**Provided passage:**
This is done by placing your full tang knife’s point on to the south facing side of the tree. Use a full tang as a folding knife could collapse and give you a nasty cut. Angle it at about 90 degrees and strike the foot of the handle with the heel of your hand. If the sap is running a clear droplet will form on the tip of the knife. If it is cloudy the sap could be contaminated by grubby bark. Clean the bark with the sap and look again. It should run clear. If it has an orange haze to it you have either drilled too shallow and the sap is picking up the tannins from the bark or you have missed the run and the sap is slowing down. If it is the latter smooth over the small hole and move to the next tree.

Sap running down knife
Sap running down knife

Start to drill

Using your bit and brace place the nose of the bit onto the hole your knife made as to make another one is simply cruel and unthinking. The angle doesn’t need to be as steep, just enough to encourage gravity to help the sap on its way down the spile. The depth always depends on the thickness of the bark. You are aiming to enter the sapwood and have enough depth for the spile to have decent purchase.

Drilling hole
Slowly drilling the hole
Hole drilled
The completed hole

Grab your spile and making sure it is clean and the hole on the face is at “6 o’clock” gently tap the spile in to place with your axe and hang your receptacle. Cover it and go for a nice stroll, cut wood or simple sit and be. Either way leave the birch sap running for at least twenty minutes if you only want to have a good drink. If you are making wine leave for at least twenty-four hours.

Spile in place
The spile tapped into place
Billy tin in place
The billy tin is hung and covered

Collecting birch sap and making good

So, these days, I only collect enough for my family and I to have a good drink of the sap, a Spring ritual if you like. If you are collecting larger quantities use a larger vessel to pour your collected sap into. Remember to use it quickly as it goes off as quickly as milk does. Once you’ve decide to finish collecting it is now your absolute responsibility to make good the hole you have created. If you don’t the tree will either die or be infected. Both are obviously terrible and will be your fault.

**Questions:**
a) According to the birch sap guide, how long should the sap be left running when you plan to make wine?
b) Write the next part of the birch sap guide, starting after its last sentence.

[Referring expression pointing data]

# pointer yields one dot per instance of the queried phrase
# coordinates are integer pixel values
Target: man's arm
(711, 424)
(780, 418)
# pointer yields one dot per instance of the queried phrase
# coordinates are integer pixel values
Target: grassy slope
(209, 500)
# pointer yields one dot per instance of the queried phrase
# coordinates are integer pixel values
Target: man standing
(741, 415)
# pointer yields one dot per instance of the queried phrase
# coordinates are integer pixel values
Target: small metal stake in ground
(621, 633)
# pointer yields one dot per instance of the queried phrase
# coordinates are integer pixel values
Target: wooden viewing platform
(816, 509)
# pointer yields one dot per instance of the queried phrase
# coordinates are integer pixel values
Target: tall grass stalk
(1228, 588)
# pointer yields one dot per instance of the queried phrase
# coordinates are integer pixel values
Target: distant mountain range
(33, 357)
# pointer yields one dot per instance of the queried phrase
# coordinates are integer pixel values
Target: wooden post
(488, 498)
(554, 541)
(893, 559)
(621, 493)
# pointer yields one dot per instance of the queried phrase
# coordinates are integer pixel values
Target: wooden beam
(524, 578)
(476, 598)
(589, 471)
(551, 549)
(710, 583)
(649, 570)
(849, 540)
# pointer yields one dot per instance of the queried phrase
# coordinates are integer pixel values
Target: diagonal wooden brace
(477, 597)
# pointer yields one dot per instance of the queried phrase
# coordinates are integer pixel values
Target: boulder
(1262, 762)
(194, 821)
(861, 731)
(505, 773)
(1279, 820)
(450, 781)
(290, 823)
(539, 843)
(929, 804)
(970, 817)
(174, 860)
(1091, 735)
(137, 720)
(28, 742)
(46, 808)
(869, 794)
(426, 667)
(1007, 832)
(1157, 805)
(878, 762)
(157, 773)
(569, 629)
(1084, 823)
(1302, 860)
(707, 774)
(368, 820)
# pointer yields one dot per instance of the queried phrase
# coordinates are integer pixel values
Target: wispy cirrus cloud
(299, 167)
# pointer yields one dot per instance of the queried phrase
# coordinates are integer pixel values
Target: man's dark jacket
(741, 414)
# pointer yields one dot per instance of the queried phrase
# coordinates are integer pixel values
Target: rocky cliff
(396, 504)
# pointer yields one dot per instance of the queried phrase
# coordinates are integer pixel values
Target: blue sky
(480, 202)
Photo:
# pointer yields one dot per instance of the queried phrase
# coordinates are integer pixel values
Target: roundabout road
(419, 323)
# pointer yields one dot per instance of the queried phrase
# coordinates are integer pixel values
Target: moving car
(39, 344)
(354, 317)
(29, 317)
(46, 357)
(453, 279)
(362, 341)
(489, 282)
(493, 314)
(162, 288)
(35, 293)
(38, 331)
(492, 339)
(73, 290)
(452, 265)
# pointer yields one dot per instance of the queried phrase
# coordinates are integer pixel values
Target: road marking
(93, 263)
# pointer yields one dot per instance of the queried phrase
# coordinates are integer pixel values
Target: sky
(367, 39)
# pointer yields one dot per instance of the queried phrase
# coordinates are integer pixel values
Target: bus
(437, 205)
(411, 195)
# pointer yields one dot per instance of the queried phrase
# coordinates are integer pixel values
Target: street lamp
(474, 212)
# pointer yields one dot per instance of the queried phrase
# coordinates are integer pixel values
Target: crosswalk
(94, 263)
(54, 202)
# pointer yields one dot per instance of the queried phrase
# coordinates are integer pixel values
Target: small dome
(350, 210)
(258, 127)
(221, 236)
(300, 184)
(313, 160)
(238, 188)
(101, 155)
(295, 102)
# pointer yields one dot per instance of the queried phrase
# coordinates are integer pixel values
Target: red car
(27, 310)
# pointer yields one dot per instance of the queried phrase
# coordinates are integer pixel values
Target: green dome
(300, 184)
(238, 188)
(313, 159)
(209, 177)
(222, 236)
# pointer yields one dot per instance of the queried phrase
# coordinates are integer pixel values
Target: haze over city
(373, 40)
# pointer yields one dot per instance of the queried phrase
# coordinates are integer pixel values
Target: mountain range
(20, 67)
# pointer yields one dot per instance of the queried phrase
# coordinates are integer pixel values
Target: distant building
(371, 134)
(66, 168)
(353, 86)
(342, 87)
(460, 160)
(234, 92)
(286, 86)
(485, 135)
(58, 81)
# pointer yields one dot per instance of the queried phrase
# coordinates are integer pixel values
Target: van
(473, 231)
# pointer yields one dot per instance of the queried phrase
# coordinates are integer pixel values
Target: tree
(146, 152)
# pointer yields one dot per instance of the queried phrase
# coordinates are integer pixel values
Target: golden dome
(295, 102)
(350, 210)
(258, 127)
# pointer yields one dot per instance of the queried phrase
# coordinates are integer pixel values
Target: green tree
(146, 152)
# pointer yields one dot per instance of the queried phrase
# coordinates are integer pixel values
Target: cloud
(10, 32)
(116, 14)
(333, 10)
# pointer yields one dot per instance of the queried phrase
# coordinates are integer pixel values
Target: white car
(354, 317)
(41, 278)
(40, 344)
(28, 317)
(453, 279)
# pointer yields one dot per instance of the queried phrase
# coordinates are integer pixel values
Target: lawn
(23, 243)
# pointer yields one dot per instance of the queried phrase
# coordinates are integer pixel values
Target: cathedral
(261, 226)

**Answers for each item:**
a) At least twenty-four hours.

b)
There are lots of ways out there that plug the hole well so feel free to look them up or utilise them. The method I have been using for nearly twenty years is making a plug from a slightly larger piece of hazel. Identify a piece that will suit your needs and either sympathetically trim the rod or take it off as if you were coppicing the rod. Measure a piece that is slightly too long for your needs and strip the hazel’s bark so you don’t introduce any bacteria in to the birch.

Cut the stripped piece and create a chamfer on the end you will be striking with the poll of the axe. place the hazel into the hole and tap it in until it won’t go any further. At this point you may see bubbles coming out of the hazel. Don’t worry about this as it is the pressure pushing out the sap of the hazel. Once the plug is secure trim it off with the saw and thank the tree. After all, it has given up its sap just for you. Don’t tap it again for another three years so it has plenty of time to recover.

Collecting Birch
Collecting birch sap
Hole plugged with hazel
The hole has been made good
An old birch tree tap
A tap I made about five years ago healed nicely

Whilst waiting for your sap to collect you could also utilise the birch’s bark as a future fire starter. Simply look at the tree’s bark and if you see any wispy bark shedding peel it off. Within no time at all you will have a handful of wonderful tinder. The birch, what an amazing tree.

Collecting birch bark
One of our children collected this little lot in about ten minutes

So, get out there and enjoy the very beginning of the edible harvest Mother Nature has to offer you. My great friend Simon told me that if the word pure had a taste, it would taste of birch sap. Well I couldn’t agree more. It is a pure elixir.